## Objective 1
In the supersymmetry passage, what kind of solution arises once f and h vanish and gamma equals 1?
## Objective 2
Please copy out the supersymmetry passage word for word, starting at "Let us now turn" and ending at "the supersymmetry parameters.".

## Quoted passage

The case $\gamma =0$, on the other hand,
does not lead to a solution of (\ref{eins1}).

Let us now turn to the case of non-constant scalar
fields.  First consider the case when $\partial_x Q^s = 0$.
%$\partial_x Q^s = 0$ \cite{AnnaGianguido}.
Below we will show that, in order to
construct non-trivial solutions to the gaugino
variation equation $\delta\lambda_i^x=0$
preserving 1/2 of ${\cal N}=2 $ supersymmetry,
one has to impose the
projector condition (\ref{projector}) on the supersymmetry parameters.
Inspection of (\ref{grav2}) then shows that $f = h = 0$, so that $l^{-1}=0$
and $\gamma =1$, which gives rise to a flat domain wall solution.

## Supplied information

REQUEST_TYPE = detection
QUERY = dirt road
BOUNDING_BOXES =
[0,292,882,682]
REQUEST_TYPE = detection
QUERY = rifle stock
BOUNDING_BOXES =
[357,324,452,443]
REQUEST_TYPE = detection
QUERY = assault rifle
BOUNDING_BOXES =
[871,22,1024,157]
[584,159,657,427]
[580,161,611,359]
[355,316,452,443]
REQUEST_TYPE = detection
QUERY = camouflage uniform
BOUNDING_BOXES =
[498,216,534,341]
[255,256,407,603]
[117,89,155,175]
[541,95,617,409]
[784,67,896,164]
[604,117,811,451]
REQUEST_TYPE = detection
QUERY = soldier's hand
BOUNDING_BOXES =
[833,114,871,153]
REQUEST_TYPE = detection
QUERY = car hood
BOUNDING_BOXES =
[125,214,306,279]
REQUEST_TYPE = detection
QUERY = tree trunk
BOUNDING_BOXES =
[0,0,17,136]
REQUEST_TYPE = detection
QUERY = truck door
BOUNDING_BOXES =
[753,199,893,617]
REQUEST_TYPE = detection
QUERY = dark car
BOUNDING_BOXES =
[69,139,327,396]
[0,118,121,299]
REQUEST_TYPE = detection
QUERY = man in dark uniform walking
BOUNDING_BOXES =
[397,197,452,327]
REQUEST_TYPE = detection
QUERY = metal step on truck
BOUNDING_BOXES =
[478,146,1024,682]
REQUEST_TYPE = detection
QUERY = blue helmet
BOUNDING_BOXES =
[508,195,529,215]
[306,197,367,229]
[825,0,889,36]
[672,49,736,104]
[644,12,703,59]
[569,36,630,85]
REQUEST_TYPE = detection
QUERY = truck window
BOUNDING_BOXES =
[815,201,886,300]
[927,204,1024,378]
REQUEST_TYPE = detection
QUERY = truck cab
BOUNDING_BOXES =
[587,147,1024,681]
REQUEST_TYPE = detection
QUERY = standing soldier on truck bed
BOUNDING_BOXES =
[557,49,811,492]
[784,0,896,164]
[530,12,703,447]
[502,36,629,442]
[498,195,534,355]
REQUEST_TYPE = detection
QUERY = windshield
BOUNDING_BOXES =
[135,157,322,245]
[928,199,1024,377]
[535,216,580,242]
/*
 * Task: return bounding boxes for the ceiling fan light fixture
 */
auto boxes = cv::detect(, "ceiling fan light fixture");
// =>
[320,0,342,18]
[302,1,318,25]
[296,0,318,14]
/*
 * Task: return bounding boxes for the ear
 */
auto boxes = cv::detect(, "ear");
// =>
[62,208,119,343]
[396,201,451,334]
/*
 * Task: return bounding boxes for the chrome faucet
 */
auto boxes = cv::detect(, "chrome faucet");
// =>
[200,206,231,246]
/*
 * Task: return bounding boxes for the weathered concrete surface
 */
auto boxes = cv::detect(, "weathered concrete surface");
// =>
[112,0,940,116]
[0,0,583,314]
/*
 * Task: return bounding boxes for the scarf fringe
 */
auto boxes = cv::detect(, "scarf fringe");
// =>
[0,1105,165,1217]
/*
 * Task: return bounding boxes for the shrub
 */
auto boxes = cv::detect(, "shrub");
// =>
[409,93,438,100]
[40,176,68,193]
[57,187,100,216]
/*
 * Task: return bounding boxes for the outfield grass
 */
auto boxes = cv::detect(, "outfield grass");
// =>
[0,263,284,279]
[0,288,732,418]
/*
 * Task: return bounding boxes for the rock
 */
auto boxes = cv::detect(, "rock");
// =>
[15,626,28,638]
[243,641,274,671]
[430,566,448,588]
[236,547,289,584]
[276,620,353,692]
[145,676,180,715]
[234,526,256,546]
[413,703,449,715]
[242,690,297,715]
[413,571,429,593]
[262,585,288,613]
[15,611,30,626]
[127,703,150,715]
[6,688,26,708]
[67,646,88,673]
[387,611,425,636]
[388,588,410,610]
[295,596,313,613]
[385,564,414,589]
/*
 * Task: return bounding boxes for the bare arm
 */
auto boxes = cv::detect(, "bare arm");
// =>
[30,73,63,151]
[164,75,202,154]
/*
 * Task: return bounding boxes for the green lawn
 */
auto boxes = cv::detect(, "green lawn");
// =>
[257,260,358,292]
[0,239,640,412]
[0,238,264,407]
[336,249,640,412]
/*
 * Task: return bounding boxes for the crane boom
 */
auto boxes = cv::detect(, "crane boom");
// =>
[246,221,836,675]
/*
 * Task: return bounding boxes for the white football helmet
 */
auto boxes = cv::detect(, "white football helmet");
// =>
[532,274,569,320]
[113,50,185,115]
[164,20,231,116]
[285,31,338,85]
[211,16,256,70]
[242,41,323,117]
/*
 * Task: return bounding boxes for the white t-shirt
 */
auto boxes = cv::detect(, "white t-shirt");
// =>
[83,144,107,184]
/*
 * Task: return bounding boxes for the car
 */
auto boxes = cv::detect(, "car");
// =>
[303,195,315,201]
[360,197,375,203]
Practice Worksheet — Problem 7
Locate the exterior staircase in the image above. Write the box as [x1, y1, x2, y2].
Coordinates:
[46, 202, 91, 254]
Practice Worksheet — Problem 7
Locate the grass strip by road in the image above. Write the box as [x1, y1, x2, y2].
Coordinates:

## Correct result 1
A flat domain wall solution.

## Correct result 2
Let us now turn to the case of non-constant scalar
fields.  First consider the case when $\partial_x Q^s = 0$.
%$\partial_x Q^s = 0$ \cite{AnnaGianguido}.
Below we will show that, in order to
construct non-trivial solutions to the gaugino
variation equation $\delta\lambda_i^x=0$
preserving 1/2 of ${\cal N}=2 $ supersymmetry,
one has to impose the
projector condition (\ref{projector}) on the supersymmetry parameters.